> [DATA IN THIS EXERCISE]
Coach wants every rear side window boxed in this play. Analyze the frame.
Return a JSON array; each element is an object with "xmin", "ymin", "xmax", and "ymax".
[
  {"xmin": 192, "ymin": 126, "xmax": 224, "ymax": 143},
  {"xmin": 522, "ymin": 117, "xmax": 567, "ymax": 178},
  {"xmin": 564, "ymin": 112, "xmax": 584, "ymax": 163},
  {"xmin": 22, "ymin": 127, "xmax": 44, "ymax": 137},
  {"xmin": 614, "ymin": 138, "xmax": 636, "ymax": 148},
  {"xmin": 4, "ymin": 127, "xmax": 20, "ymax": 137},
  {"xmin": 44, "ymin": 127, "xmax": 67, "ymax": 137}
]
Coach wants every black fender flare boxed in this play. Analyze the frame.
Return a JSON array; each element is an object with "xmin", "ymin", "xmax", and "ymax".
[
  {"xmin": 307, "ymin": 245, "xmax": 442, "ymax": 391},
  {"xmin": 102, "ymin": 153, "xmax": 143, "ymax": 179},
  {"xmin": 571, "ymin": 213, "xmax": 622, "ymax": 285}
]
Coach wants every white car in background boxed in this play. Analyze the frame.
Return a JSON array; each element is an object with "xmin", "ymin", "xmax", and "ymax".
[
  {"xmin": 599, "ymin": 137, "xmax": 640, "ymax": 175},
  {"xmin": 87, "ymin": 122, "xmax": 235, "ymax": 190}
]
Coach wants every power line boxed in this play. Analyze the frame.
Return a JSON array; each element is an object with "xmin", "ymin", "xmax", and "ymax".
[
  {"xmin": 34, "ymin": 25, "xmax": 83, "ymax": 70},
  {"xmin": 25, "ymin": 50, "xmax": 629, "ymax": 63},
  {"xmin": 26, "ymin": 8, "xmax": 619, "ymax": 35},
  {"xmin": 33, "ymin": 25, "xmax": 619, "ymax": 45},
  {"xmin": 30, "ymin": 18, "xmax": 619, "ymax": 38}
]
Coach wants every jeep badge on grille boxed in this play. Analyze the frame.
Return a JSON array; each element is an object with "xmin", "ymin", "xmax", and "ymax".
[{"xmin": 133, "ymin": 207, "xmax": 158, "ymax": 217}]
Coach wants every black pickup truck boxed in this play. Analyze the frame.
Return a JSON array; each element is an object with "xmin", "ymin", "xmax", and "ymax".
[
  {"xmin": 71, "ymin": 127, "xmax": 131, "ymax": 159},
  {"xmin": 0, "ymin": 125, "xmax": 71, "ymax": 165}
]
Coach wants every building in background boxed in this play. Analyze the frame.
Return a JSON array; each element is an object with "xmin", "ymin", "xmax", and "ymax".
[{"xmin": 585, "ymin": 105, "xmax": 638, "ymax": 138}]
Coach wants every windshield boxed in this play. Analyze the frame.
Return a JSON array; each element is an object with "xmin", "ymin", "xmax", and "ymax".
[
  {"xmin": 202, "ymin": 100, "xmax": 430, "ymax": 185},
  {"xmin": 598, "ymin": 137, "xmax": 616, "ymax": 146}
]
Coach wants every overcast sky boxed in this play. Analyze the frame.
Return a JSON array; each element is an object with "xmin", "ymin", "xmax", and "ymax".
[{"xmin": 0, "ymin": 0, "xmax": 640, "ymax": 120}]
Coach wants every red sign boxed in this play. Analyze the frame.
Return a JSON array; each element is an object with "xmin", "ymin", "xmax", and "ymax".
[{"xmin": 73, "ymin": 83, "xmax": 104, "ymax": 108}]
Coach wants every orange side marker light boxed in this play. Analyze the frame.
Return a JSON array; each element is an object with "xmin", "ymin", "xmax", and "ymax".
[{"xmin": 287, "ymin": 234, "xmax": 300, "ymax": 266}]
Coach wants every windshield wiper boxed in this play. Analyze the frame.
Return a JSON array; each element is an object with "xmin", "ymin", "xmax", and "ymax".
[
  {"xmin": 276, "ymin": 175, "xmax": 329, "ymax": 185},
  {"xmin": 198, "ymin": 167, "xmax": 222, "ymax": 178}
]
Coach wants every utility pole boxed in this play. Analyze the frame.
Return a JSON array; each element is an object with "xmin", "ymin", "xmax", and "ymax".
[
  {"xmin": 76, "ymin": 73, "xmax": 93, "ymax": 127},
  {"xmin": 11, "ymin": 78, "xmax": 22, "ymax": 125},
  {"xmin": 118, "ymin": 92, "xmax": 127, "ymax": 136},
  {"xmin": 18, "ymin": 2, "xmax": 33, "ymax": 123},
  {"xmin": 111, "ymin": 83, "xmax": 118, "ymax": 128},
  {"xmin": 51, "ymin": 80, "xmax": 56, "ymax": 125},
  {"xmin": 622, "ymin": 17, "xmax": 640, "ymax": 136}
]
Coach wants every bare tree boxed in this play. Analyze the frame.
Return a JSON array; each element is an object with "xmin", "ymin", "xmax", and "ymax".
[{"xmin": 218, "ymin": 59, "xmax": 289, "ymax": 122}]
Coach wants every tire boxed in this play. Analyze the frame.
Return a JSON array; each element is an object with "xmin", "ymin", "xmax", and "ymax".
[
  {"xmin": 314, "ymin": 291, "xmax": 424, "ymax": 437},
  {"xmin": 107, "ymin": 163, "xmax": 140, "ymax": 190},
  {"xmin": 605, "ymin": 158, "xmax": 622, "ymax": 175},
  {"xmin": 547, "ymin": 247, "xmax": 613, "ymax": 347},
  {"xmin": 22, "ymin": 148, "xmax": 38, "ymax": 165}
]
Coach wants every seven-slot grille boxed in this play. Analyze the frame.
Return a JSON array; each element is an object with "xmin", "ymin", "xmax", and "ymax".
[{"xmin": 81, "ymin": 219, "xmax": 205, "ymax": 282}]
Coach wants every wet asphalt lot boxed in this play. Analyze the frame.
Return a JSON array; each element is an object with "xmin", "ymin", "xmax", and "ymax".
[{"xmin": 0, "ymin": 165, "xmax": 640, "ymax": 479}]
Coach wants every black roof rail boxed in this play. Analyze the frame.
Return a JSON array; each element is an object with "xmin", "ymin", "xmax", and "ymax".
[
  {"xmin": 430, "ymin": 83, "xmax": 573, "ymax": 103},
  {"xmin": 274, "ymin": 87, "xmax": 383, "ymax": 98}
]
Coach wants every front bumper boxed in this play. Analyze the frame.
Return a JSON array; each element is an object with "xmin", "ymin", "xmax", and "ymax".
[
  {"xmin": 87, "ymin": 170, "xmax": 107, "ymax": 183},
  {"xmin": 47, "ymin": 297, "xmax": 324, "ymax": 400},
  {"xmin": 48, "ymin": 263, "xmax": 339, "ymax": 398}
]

> [WHAT THE EXERCISE ASKS] Copy all of the material above line for line, changing nothing.

> [TASK SOLUTION]
Coach wants every rear side window boxed in this play. Analyze the frame.
Return a JSON array; each element is an object with "xmin", "ymin", "xmax", and "ymax".
[
  {"xmin": 192, "ymin": 126, "xmax": 224, "ymax": 143},
  {"xmin": 522, "ymin": 117, "xmax": 567, "ymax": 178},
  {"xmin": 564, "ymin": 112, "xmax": 584, "ymax": 163},
  {"xmin": 22, "ymin": 127, "xmax": 44, "ymax": 137},
  {"xmin": 614, "ymin": 138, "xmax": 636, "ymax": 148},
  {"xmin": 4, "ymin": 127, "xmax": 20, "ymax": 137},
  {"xmin": 44, "ymin": 127, "xmax": 67, "ymax": 137}
]
Coach wants every black fender flare boxed in this play. Analyze the frame.
Return a JSON array; each element is an object with "xmin", "ymin", "xmax", and "ymax".
[
  {"xmin": 307, "ymin": 245, "xmax": 442, "ymax": 391},
  {"xmin": 102, "ymin": 153, "xmax": 143, "ymax": 179},
  {"xmin": 571, "ymin": 213, "xmax": 622, "ymax": 285}
]
Coach wants every white car in background boxed in this play. Analyze the frame.
Return a JSON array; each element is an object with "xmin", "ymin", "xmax", and "ymax".
[
  {"xmin": 599, "ymin": 137, "xmax": 640, "ymax": 175},
  {"xmin": 87, "ymin": 122, "xmax": 235, "ymax": 190}
]
Coach wants every power line boxed in this play. Analyze the frame.
Return a JSON array; each element is an object with "xmin", "ymin", "xmax", and "ymax".
[
  {"xmin": 34, "ymin": 25, "xmax": 83, "ymax": 70},
  {"xmin": 25, "ymin": 50, "xmax": 629, "ymax": 63},
  {"xmin": 26, "ymin": 8, "xmax": 619, "ymax": 35},
  {"xmin": 33, "ymin": 25, "xmax": 619, "ymax": 45},
  {"xmin": 30, "ymin": 18, "xmax": 619, "ymax": 38}
]
Coach wants every jeep badge on grille boxed in this play. Analyze the frame.
Return a JSON array; each element is an object with "xmin", "ymin", "xmax", and "ymax".
[{"xmin": 133, "ymin": 207, "xmax": 158, "ymax": 217}]
Coach wants every black pickup truck boxed in this play. Analyze the frame.
Return a JSON array; each element is an object with "xmin", "ymin", "xmax", and "ymax".
[
  {"xmin": 71, "ymin": 127, "xmax": 131, "ymax": 159},
  {"xmin": 0, "ymin": 125, "xmax": 71, "ymax": 165}
]
Coach wants every building in background boxed in this play. Analyze the frame.
Return a JSON array; each element is an object with "xmin", "ymin", "xmax", and "ymax".
[{"xmin": 585, "ymin": 105, "xmax": 638, "ymax": 138}]
Coach wants every windshield boxed in this play. Analyze the frame.
Return a JSON array; each element is an object with "xmin", "ymin", "xmax", and "ymax".
[
  {"xmin": 202, "ymin": 100, "xmax": 430, "ymax": 185},
  {"xmin": 598, "ymin": 137, "xmax": 616, "ymax": 146}
]
Coach wants every overcast sky boxed in this play. Analyze the frame.
Return a JSON array; each element is an object with "xmin", "ymin", "xmax", and "ymax".
[{"xmin": 0, "ymin": 0, "xmax": 640, "ymax": 120}]
Coach wants every red sign boxed in this play. Analyze the frame.
Return a JSON array; each element is an object with "xmin", "ymin", "xmax", and "ymax".
[{"xmin": 73, "ymin": 83, "xmax": 104, "ymax": 108}]
Coach wants every orange side marker light boxed in this play. Analyze the frame.
Return a JSON array; each element is an object with "xmin", "ymin", "xmax", and "ymax".
[{"xmin": 287, "ymin": 234, "xmax": 300, "ymax": 266}]
Coach wants every windshield wiper boxed in this play. Analyze the frame.
Return a JSON array; each element is an object with "xmin", "ymin", "xmax", and "ymax".
[
  {"xmin": 276, "ymin": 175, "xmax": 329, "ymax": 185},
  {"xmin": 198, "ymin": 167, "xmax": 222, "ymax": 178}
]
Coach wants every utility pole boxed in this play. Analyze the frame.
Return a JSON array; each element is an object with "xmin", "ymin", "xmax", and "ymax".
[
  {"xmin": 76, "ymin": 73, "xmax": 93, "ymax": 127},
  {"xmin": 11, "ymin": 78, "xmax": 22, "ymax": 125},
  {"xmin": 118, "ymin": 92, "xmax": 127, "ymax": 136},
  {"xmin": 18, "ymin": 2, "xmax": 33, "ymax": 123},
  {"xmin": 111, "ymin": 83, "xmax": 118, "ymax": 128},
  {"xmin": 51, "ymin": 80, "xmax": 56, "ymax": 125},
  {"xmin": 622, "ymin": 17, "xmax": 640, "ymax": 136}
]
Coach wants every bare tree boxed in this play. Analyze the frame.
Return a JSON array; each element is an object with "xmin", "ymin", "xmax", and "ymax".
[{"xmin": 218, "ymin": 59, "xmax": 289, "ymax": 122}]
Coach wants every tire boxed in this play. Analyze the frame.
Return a JSON array; each element is an object with "xmin", "ymin", "xmax", and "ymax".
[
  {"xmin": 314, "ymin": 291, "xmax": 424, "ymax": 437},
  {"xmin": 107, "ymin": 163, "xmax": 140, "ymax": 190},
  {"xmin": 605, "ymin": 158, "xmax": 622, "ymax": 175},
  {"xmin": 547, "ymin": 247, "xmax": 613, "ymax": 347},
  {"xmin": 22, "ymin": 148, "xmax": 38, "ymax": 165}
]
Coach wants every seven-slot grille boxed in this play. Analyze the frame.
Return a JSON array; each element is an object with "xmin", "ymin", "xmax", and "ymax".
[{"xmin": 81, "ymin": 219, "xmax": 205, "ymax": 282}]
Coach wants every wet asphalt lot boxed in this play. Analyze the frame.
Return a JSON array; each element is an object with "xmin", "ymin", "xmax", and "ymax".
[{"xmin": 0, "ymin": 165, "xmax": 640, "ymax": 479}]
Coach wants every black roof rail boxed in this play. Analyze the frame.
Return a JSON array; each element is an object with "xmin", "ymin", "xmax", and "ymax".
[
  {"xmin": 430, "ymin": 83, "xmax": 573, "ymax": 103},
  {"xmin": 274, "ymin": 87, "xmax": 383, "ymax": 98}
]
Coach wants every front bumper boxed in this play. Analyze the frame.
Return a JSON array; each element is an object with "xmin", "ymin", "xmax", and "ymax".
[
  {"xmin": 87, "ymin": 170, "xmax": 107, "ymax": 183},
  {"xmin": 47, "ymin": 297, "xmax": 324, "ymax": 400},
  {"xmin": 48, "ymin": 263, "xmax": 339, "ymax": 398}
]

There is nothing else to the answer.